▸ **Data records**:
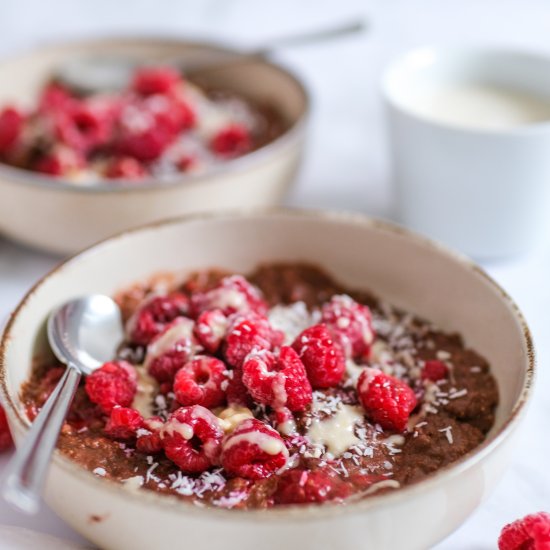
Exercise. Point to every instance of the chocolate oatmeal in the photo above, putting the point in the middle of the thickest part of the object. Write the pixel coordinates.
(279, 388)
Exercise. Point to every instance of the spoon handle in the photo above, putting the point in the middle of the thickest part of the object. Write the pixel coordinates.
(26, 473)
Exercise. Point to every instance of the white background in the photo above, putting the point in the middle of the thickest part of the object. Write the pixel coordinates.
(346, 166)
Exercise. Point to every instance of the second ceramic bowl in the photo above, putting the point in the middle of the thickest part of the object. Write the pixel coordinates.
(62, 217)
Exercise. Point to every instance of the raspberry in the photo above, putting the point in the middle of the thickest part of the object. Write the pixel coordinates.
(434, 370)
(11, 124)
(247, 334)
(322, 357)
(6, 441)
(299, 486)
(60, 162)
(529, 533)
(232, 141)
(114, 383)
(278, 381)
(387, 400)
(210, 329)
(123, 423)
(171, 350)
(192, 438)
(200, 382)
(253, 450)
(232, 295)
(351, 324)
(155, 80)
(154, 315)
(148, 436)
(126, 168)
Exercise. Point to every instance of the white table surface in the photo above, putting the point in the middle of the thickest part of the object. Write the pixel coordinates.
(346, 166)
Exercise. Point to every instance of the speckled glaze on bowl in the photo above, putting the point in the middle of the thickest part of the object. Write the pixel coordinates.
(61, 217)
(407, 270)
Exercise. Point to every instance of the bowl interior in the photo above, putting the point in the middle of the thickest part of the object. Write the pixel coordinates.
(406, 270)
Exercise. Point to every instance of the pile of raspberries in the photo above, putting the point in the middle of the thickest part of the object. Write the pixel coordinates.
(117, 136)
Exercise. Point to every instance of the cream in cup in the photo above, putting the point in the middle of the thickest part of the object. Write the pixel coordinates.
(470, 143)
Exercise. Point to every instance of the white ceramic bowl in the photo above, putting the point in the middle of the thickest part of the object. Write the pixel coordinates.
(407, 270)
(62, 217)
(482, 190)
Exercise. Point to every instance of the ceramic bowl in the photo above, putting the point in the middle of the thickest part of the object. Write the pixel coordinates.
--
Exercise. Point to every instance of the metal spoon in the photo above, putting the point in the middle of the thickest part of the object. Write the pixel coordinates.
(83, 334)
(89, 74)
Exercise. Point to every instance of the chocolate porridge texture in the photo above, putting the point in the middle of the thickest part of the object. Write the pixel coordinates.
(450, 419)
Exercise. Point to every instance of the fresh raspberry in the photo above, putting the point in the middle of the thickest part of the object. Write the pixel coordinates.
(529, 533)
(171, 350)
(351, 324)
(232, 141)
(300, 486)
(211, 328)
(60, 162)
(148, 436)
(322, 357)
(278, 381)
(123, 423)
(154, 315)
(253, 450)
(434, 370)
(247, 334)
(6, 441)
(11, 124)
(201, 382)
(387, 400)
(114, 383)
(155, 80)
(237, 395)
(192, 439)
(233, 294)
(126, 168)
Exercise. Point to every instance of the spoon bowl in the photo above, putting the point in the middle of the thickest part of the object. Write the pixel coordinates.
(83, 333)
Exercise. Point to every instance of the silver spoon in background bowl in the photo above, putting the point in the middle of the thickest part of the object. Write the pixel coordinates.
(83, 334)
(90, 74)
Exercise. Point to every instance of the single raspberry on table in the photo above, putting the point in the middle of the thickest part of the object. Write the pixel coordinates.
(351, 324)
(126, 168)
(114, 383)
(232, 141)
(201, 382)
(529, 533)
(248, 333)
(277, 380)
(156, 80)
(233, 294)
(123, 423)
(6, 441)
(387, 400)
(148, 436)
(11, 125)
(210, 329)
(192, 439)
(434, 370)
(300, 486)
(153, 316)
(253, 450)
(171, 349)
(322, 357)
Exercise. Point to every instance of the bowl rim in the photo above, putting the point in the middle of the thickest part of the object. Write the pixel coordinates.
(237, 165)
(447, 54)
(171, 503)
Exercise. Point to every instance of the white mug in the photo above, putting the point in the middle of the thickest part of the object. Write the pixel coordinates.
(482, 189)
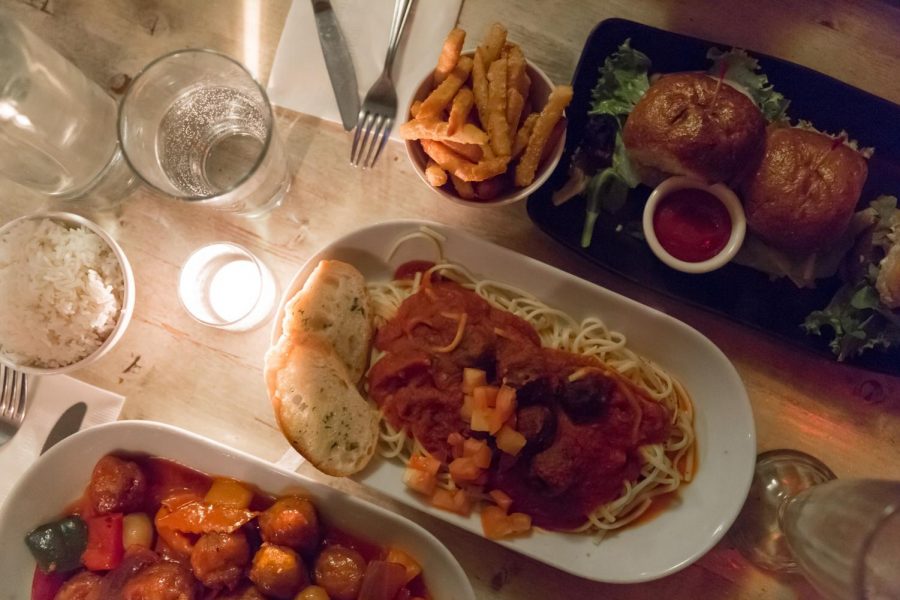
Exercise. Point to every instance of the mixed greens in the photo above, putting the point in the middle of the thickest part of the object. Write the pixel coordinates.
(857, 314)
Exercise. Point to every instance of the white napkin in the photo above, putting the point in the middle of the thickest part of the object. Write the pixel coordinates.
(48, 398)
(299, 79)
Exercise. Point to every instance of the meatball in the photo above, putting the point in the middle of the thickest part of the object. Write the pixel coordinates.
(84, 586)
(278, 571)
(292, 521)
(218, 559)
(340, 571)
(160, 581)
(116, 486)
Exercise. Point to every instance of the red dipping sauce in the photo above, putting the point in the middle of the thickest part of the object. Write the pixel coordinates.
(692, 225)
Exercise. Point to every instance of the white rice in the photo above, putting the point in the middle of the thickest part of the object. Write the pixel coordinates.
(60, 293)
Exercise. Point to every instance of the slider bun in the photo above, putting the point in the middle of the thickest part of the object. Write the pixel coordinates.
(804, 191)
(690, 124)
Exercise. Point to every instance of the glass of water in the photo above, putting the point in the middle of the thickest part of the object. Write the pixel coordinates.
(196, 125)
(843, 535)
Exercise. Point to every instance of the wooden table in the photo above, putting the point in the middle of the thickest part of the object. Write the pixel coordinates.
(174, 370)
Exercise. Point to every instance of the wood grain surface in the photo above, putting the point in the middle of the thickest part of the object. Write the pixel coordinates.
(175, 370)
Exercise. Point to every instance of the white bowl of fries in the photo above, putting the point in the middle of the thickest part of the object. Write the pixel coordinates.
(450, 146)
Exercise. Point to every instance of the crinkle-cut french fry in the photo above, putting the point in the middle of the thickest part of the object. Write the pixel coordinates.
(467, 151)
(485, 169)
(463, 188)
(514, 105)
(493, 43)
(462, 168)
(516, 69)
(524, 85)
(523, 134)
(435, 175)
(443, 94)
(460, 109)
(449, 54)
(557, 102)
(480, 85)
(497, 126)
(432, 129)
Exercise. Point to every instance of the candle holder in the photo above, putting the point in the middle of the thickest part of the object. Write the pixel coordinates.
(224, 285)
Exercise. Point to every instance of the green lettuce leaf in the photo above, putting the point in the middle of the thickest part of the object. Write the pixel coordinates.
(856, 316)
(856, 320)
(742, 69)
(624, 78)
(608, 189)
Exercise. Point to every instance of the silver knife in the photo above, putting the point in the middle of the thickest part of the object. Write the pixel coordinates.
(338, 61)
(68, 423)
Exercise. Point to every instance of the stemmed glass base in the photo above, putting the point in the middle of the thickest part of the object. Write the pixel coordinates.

▸ **What you have to do**:
Using the entries above, give back exactly the line containing "Exercise. Point to every instance of the silver knife", the line containing "Exercise. Point to every instance of the stemmed", and every line between them, and nothing else.

▸ **Reply to the exercise**:
Exercise. Point to every instance of the silver knife in the photo above, putting the point in the middle of the thickest part of the object. Write the pixel coordinates.
(338, 61)
(68, 423)
Exercise. Point to every instance of the stemmed glass base in the photo above, putting the point in the middle of the thickest part of the object. Write the pixel coordinates.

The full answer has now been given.